Passage to read:
'''
Pensive in Pedro-Perfect Weather

3 minute read time.

I took Pedro for a walk alone a few weekends ago. Usually Maja and I go together, but she needed a little break from the monotony of Pedro’s schedule, so I loaded him in the car and took him alone. It’s a short drive to a number of small parks, but I chose the nearest, which also happens to be the wildest and the one most likely to find yourself walking alone and undisturbed by others. It was a good choice for a quiet early Saturday morning. When we parked, we found the world around us frozen and still. Pedro-perfect weather, Maja and I say. He likes a crisp morning.

Pedro, I should point out, is an overgrown Weimaraner, now aged four, with a penchant for cold weather and rabbit poo. He luxuriates in brisk weather. You can see his hide ripple with excitement the moment he feels a chill in the air. A frozen morning is grist for his mill; the cold compels him to run, and his pleasure is legible on his face.
'''
Things to do:
1) Retype the passage about walking Pedro, everything from "Pedro, I should" down to "on his face.".
2) List everything the passage about walking Pedro says Pedro likes, has a penchant for, or luxuriates in.

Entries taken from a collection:
'''
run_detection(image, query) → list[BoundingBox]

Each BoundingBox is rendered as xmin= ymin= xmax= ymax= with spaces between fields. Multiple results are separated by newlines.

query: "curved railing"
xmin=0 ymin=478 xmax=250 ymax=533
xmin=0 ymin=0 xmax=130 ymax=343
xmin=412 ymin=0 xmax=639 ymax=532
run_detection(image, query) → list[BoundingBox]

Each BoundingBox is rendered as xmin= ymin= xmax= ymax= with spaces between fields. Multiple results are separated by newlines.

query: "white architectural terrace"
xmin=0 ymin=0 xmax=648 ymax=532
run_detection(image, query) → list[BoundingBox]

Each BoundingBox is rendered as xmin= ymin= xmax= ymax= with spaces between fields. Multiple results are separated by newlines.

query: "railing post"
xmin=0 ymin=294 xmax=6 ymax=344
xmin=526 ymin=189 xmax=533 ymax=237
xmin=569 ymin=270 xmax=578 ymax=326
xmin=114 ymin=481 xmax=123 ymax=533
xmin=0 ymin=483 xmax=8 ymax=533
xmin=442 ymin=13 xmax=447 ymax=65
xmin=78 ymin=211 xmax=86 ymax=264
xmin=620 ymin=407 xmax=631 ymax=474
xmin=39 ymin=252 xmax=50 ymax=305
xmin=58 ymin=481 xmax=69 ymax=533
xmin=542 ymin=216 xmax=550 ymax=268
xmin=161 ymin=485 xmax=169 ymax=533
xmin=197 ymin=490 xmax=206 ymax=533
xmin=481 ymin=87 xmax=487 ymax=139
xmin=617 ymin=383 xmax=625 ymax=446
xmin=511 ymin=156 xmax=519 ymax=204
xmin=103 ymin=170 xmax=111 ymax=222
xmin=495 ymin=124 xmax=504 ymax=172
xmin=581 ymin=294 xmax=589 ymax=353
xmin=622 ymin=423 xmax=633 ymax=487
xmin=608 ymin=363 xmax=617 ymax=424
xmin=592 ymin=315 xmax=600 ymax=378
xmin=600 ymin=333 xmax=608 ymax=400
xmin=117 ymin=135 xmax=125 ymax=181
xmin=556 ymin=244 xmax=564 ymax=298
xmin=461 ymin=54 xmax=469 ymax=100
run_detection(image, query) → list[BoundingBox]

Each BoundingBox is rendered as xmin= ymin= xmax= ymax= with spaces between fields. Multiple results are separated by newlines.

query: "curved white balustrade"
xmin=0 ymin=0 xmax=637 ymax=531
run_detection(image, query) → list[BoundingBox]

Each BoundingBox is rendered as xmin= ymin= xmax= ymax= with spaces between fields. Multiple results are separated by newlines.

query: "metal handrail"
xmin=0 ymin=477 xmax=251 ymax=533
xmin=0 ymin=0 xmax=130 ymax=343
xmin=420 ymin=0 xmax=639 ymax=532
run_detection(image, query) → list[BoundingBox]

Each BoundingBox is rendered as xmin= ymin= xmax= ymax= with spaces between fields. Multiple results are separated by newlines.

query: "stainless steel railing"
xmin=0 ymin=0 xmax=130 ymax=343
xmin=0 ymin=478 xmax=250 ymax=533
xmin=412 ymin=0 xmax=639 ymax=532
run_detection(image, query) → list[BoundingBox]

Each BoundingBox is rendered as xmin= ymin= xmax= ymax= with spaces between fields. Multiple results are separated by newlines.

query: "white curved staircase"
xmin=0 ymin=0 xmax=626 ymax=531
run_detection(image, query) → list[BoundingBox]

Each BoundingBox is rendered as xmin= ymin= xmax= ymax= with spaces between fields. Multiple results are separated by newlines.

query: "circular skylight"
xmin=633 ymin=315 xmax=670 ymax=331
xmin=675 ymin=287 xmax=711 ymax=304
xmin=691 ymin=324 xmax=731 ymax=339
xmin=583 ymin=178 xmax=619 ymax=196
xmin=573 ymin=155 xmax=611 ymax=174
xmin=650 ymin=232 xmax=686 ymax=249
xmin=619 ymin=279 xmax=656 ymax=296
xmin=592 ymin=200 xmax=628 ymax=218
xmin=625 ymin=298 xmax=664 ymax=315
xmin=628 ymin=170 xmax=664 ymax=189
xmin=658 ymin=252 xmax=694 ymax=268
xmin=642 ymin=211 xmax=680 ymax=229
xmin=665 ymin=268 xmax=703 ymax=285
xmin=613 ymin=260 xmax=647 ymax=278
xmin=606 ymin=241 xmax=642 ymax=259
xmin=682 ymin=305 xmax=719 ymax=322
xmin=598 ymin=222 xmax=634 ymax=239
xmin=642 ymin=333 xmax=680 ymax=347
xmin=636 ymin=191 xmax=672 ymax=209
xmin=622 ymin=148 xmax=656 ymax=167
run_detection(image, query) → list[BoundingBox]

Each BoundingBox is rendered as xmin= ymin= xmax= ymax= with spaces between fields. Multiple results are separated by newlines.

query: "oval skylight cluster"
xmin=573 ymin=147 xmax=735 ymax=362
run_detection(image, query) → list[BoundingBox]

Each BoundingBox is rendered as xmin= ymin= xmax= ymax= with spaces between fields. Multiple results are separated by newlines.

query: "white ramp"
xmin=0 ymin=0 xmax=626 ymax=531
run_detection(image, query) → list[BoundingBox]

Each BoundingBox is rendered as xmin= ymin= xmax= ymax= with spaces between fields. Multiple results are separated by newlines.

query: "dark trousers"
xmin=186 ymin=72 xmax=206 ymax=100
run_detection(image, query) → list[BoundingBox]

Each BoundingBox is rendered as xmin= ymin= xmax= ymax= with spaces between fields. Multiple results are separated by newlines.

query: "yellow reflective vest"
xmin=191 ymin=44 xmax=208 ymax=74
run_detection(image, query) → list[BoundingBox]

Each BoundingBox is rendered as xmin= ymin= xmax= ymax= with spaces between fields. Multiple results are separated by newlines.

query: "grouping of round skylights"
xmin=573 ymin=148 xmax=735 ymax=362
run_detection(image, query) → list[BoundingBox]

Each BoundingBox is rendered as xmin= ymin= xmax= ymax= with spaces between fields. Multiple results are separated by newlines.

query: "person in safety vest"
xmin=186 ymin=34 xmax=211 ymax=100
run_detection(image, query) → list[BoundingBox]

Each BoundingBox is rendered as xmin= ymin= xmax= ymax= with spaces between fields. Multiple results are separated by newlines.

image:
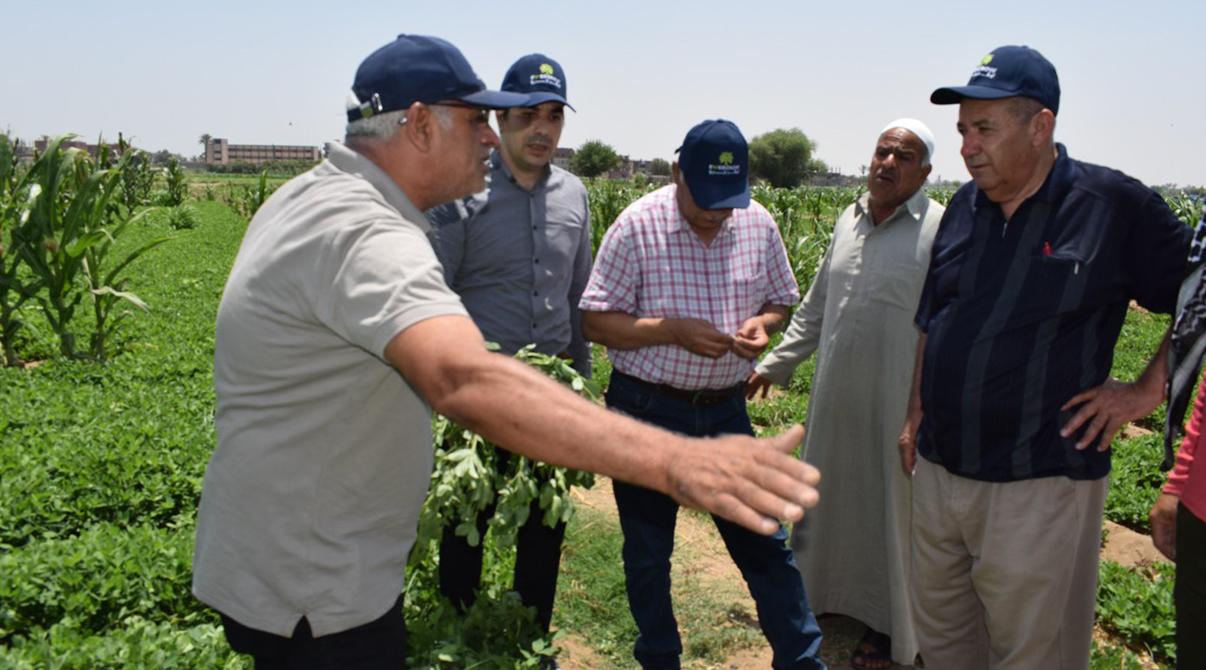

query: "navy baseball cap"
'''
Solutions to each task:
1)
Pedro, I should point out, is an overgrown Weimaraner, now aged four, with a penchant for cold weather and rabbit poo. He luxuriates in brisk weather. You can see his hide ripple with excitement the moment he feels a chill in the air. A frozen morning is grist for his mill; the cold compels him to run, and his pleasure is legible on his face.

2)
- A crisp morning
- Cold weather
- Rabbit poo
- Brisk weather